(Source text)
# # #

# Awd eos?



## flushb5 (Jun 7, 2010)

Is there an option for an awd eos? I have tried looking it up and I have seen people mention the 3.2 v6 comes in awd but I cannot find any. Does anyone know anything about this?


----------



## mark_d_drake (Aug 17, 2006)

AFAIK the EOS has never been offered with AWD in any market. I believe the consensus is that with the way the roof and spare wheel well are positioned there would not be room for the mechanics required to be fitted. I do not think any manufacturer has offered a AWD Tin-Top to-date....

As far as engines are concerned. In the US the EOS was offereed with 2.0T and 3.2 VR6 for MY 2007 and 2008. The 3.2 was discontinued in the US for MY2009. In other markets the 3.2 VR6 was replaced with a 3.6 VR6 for MY 2009 onwards...


----------



## flushb5 (Jun 7, 2010)

oh okay, it would be cool if it was offered in awd but in this case :thumbdown:


----------



## cb391 (Mar 12, 2006)

The Eos never had AWD as an option. The V6 lasted only for the first 2 model years in the U.S. The Eos gets a facelift in 2011 and goes away after 2014. Then it becomes a Passat. See The attached link...

http://www.automobilemag.com/features/news/1006_2015_volkswagen_passat_convertible/index.html


----------



## FL_Eos (Aug 21, 2010)

Maybe the Bluesport when it arrives?? I know they said it would be rwd.


----------

# # #

(Raw data)
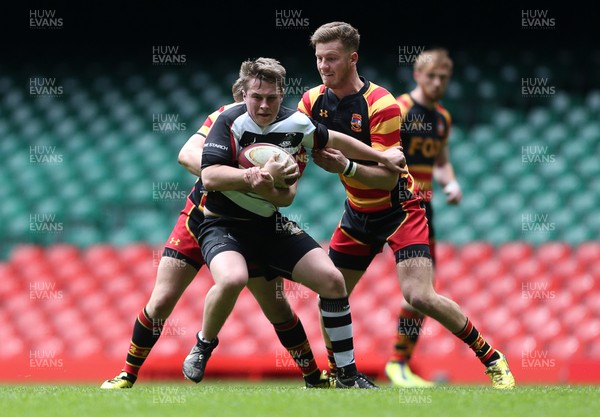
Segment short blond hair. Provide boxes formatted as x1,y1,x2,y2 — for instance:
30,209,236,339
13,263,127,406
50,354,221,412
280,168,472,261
310,22,360,52
239,57,286,91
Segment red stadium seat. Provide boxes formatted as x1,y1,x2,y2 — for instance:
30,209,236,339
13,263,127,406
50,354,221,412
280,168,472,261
536,242,571,266
0,242,600,384
496,242,534,266
435,242,457,263
575,241,600,267
548,335,582,359
459,242,494,266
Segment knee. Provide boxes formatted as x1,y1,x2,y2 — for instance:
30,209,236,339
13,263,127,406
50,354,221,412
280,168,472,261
403,290,435,314
319,268,348,298
215,273,248,293
146,291,180,320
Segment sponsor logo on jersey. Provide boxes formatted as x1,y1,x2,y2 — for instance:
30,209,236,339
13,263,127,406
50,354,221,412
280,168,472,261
350,113,362,132
438,119,445,136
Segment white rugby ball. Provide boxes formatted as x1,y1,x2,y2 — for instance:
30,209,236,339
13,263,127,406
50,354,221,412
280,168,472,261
238,143,297,188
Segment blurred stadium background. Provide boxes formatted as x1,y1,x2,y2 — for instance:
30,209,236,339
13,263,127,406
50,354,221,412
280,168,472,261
0,6,600,383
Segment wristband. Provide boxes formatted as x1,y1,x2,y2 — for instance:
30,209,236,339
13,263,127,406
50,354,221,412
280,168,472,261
444,180,460,194
342,159,358,177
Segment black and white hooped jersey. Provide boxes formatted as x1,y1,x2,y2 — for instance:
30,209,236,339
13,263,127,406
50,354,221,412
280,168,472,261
202,104,329,219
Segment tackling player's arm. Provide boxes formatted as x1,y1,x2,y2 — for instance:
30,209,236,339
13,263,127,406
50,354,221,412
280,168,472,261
177,132,206,177
327,130,408,174
201,117,296,207
433,145,462,204
202,161,296,207
312,148,398,190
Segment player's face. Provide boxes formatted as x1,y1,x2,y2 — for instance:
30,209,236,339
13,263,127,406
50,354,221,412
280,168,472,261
315,40,356,90
244,78,283,127
415,64,451,101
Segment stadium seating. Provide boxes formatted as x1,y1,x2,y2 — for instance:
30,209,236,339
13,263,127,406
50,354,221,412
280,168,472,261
0,50,600,378
0,242,600,380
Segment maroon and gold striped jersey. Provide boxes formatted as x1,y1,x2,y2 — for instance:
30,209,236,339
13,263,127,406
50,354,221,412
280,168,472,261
397,93,452,201
298,77,414,212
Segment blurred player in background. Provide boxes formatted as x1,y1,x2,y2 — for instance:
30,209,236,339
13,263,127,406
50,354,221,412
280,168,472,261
298,22,515,389
385,48,462,387
101,80,329,389
183,58,405,389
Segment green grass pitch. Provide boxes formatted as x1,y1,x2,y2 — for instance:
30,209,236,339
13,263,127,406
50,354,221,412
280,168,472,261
0,381,600,417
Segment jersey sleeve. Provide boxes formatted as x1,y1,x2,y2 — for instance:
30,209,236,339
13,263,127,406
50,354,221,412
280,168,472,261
202,117,237,169
196,106,225,137
302,119,329,149
370,88,401,151
436,103,452,146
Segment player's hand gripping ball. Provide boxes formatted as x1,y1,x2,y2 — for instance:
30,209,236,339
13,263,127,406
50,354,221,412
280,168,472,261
238,143,298,188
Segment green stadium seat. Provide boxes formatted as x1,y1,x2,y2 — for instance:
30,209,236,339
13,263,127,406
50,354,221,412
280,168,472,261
64,225,105,248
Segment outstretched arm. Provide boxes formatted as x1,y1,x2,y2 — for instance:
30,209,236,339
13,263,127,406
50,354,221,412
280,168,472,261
177,132,206,177
327,130,408,174
312,148,398,190
202,165,296,207
433,145,462,204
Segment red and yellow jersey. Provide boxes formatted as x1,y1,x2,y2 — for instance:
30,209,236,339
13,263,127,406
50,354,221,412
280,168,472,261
196,103,241,137
397,93,452,201
298,77,413,212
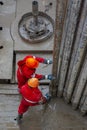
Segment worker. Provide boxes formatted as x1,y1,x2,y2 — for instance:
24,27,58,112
17,55,53,89
15,78,50,123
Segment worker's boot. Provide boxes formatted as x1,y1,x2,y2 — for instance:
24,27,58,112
14,114,23,124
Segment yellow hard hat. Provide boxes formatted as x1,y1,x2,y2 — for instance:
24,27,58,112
28,78,39,88
26,58,39,68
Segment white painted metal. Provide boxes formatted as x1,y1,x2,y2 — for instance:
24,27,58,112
63,0,87,98
58,0,82,96
66,14,87,102
11,0,56,52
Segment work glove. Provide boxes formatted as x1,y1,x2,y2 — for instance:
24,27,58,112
45,74,55,80
38,97,46,105
44,59,53,64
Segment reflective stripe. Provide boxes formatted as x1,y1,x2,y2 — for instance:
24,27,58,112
24,98,38,103
31,74,35,78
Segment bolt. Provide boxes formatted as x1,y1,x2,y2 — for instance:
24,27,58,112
0,46,3,49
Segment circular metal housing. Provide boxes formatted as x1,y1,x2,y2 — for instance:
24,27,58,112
18,11,54,43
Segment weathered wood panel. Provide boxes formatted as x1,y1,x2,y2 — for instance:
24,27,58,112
50,0,67,96
63,0,87,98
80,95,87,115
79,82,87,109
66,17,87,102
58,0,82,96
72,55,87,109
0,28,13,79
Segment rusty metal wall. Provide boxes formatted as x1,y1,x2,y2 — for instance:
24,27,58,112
57,0,87,115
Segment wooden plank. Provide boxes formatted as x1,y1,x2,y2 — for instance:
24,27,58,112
66,14,87,102
71,55,87,109
79,83,87,109
63,0,87,98
58,0,82,96
50,0,67,96
80,95,87,115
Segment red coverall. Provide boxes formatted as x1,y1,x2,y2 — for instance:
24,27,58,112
18,83,46,115
17,55,45,89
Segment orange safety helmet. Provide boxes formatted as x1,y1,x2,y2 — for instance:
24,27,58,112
28,78,39,88
26,58,39,68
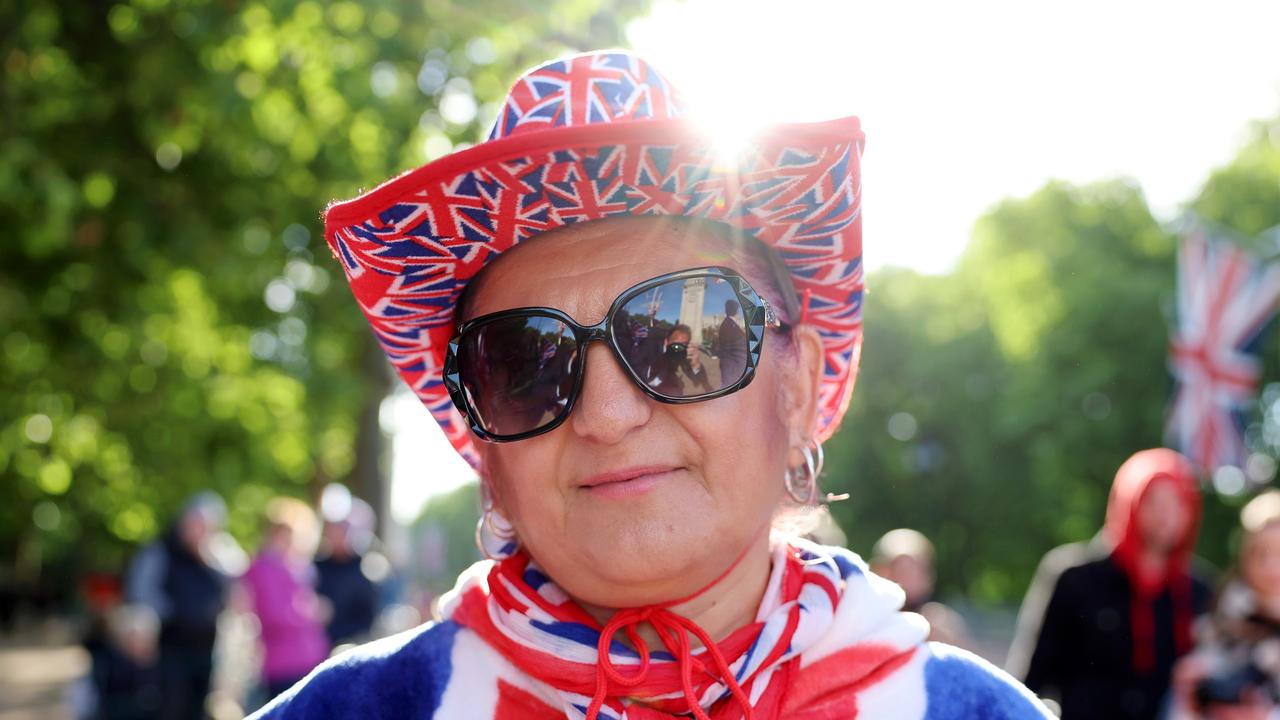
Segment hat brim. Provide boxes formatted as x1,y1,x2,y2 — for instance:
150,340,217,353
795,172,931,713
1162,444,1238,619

# # #

(Directive A)
Please output the stretch of the Eos forum thread from "## mark_d_drake (Aug" through "MY 2009 onwards...", word for word.
(Directive B)
In the Eos forum thread, which engine took the place of the 3.2 VR6 in markets outside the US from model year 2009 onward?

(Correct response A)
## mark_d_drake (Aug 17, 2006)

AFAIK the EOS has never been offered with AWD in any market. I believe the consensus is that with the way the roof and spare wheel well are positioned there would not be room for the mechanics required to be fitted. I do not think any manufacturer has offered a AWD Tin-Top to-date....

As far as engines are concerned. In the US the EOS was offereed with 2.0T and 3.2 VR6 for MY 2007 and 2008. The 3.2 was discontinued in the US for MY2009. In other markets the 3.2 VR6 was replaced with a 3.6 VR6 for MY 2009 onwards...

(Correct response B)
A 3.6 VR6.